## Excerpted passage
=== Begin Enclosure ===

33. I reject the claim that Judge Farmer failed to give adequate reasons for finding that the appellant has failed to establish to the required standard, that he has ongoing direct contact with the children. In reaching her decision, Judge Farmer referred to the previous decision of Immigration Judge Lewis promulgated in 2011 in which the Judge found there to be an ongoing relationship between the appellant and his children. It was the lack of any evidence to establish ongoing contact, that in the end, led Judge Farmer to conclude that the appellant does not have any ongoing direct contact with them.
34. I n MD (Turkey) v SSHD [2017] EWCA Civ 1958 the Court of Appeal confirmed that adequacy meant no more nor less than that. It was not a counsel of perfection. Still less should it provide an opportunity to undertake a qualitative assessment of the reasons to see if they are wanting, perhaps even surprising, on their merits. The purpose of the duty to give reasons, is in part, to enable the losing party to know why he or she has lost and it is also to enable an appellate court or tribunal to see what the reasons for the decision are so that they can be examined in case there has been an error of approach. The assessment of such a claim is always a highly fact sensitive task. Judge Farmer was required to consider the evidence that was before the First-tier Tribunal as a whole, and she plainly did so, giving adequate reasons for her decision. The findings and conclusions reached by the judge are neither irrational nor unreasonable. The decision was one that was open to the judge on the evidence before her and the findings made.

=== End Enclosure ===

## Task details
Reproduce the excerpt from the tribunal decision above in full, word for word.

## Exercise data
=== Begin Enclosure ===

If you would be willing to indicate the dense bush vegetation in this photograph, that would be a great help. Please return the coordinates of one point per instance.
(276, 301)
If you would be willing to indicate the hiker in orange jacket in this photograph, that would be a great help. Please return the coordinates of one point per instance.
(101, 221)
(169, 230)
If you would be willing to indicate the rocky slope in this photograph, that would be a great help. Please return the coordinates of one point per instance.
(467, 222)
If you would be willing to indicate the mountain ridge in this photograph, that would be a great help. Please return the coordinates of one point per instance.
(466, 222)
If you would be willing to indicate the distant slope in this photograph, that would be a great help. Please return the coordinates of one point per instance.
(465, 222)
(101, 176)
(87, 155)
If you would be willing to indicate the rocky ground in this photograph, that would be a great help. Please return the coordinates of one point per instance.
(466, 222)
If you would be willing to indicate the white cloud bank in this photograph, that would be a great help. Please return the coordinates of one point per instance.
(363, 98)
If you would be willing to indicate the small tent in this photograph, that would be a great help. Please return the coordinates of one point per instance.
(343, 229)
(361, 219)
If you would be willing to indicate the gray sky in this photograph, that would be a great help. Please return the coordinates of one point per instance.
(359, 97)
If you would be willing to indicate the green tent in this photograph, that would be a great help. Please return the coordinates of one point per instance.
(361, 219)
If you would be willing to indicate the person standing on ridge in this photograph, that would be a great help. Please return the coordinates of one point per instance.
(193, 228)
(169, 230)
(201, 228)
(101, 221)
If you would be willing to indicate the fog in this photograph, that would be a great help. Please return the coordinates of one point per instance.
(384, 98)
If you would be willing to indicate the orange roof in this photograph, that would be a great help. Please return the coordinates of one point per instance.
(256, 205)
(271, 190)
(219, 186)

=== End Enclosure ===
=== Begin Enclosure ===

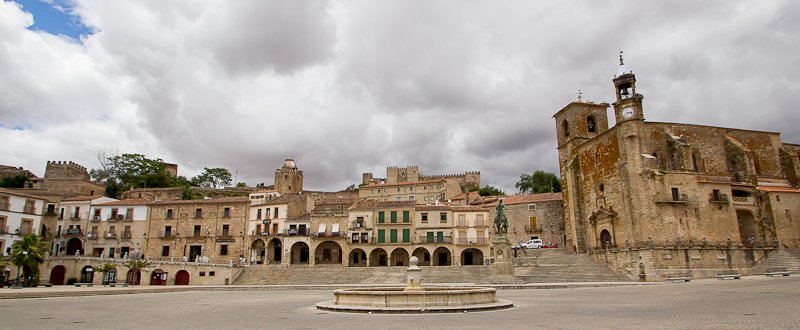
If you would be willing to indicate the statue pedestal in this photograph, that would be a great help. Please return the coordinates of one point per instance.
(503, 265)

=== End Enclosure ===

## Answer to this task
33. I reject the claim that Judge Farmer failed to give adequate reasons for finding that the appellant has failed to establish to the required standard, that he has ongoing direct contact with the children. In reaching her decision, Judge Farmer referred to the previous decision of Immigration Judge Lewis promulgated in 2011 in which the Judge found there to be an ongoing relationship between the appellant and his children. It was the lack of any evidence to establish ongoing contact, that in the end, led Judge Farmer to conclude that the appellant does not have any ongoing direct contact with them.
34. I n MD (Turkey) v SSHD [2017] EWCA Civ 1958 the Court of Appeal confirmed that adequacy meant no more nor less than that. It was not a counsel of perfection. Still less should it provide an opportunity to undertake a qualitative assessment of the reasons to see if they are wanting, perhaps even surprising, on their merits. The purpose of the duty to give reasons, is in part, to enable the losing party to know why he or she has lost and it is also to enable an appellate court or tribunal to see what the reasons for the decision are so that they can be examined in case there has been an error of approach. The assessment of such a claim is always a highly fact sensitive task. Judge Farmer was required to consider the evidence that was before the First-tier Tribunal as a whole, and she plainly did so, giving adequate reasons for her decision. The findings and conclusions reached by the judge are neither irrational nor unreasonable. The decision was one that was open to the judge on the evidence before her and the findings made.